* WHAT THE TASK REQUIRES *
Reproduce word for word the part of the text on cloud platform interoperability between "SAFE is focused" and "based authorized environment.", inclusive.

* EXCERPT PROVIDED *
Two or more cloud platforms can interoperate when both the Sponsors and Operators each agree to: (1) use the same framework and process for evaluating cloud platforms as authorized environments; (2) each authorize one or more cloud platforms as authorized environments for particular datasets; (3) each agree to a common protocol or process for determining when a given cloud platform is following (1) and (2). Sometimes, this situation is described as the platforms having a trust relationship between them.

Basis for approving the right to distribute datasets

For each dataset, a data governance responsibility is to determine the right of a cloud based data repository to distribute data to an authorized user in an authorized environment. To reduce risk of privacy and confidentiality breach, the data governance process may choose to limit the number of data repositories that can distribute a particular controlled access dataset and to impose additional security and compliance requirements on those cloud based data repositories that have the right to distribute particular sensitive controlled-access datasets. These risks of course must be balanced with the imperative to accelerate research and improve patient outcomes which underlies the motivations of many study participants.

Interoperability

SAFE is focused on the specific aspect of interoperability of whether data hosted in one cloud platform can be analyzed in another cloud platform.

With the concepts of an authorized user, an authorized environment, and the right to distribute, interoperability is achieved when two or more cloud platforms have the right to distribute data to an authorized user in a cloud based authorized environment.

* GIVEN RECORDS *

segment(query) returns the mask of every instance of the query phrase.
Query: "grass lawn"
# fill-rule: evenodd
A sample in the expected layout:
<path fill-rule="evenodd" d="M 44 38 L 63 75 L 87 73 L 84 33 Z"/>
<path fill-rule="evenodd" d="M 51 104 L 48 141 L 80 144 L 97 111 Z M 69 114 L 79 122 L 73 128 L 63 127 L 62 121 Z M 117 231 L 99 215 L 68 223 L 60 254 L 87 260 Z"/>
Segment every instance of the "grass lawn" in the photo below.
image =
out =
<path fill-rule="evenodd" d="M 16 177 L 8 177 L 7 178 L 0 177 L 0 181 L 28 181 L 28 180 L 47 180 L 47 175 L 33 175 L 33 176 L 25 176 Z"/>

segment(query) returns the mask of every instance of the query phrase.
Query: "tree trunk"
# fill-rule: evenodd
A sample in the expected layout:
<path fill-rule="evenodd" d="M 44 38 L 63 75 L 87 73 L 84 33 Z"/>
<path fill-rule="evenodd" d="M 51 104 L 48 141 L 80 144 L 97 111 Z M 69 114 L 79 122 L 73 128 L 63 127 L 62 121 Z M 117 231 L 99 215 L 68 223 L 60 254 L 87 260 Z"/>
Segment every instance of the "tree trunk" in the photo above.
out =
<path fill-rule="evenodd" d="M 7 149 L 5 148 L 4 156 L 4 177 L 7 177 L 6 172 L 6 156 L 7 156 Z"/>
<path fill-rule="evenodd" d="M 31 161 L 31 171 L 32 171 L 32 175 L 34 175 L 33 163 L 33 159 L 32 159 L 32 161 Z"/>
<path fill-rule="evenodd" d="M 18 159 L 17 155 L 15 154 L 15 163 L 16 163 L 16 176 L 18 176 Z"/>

* SOLUTION *
SAFE is focused on the specific aspect of interoperability of whether data hosted in one cloud platform can be analyzed in another cloud platform.

With the concepts of an authorized user, an authorized environment, and the right to distribute, interoperability is achieved when two or more cloud platforms have the right to distribute data to an authorized user in a cloud based authorized environment.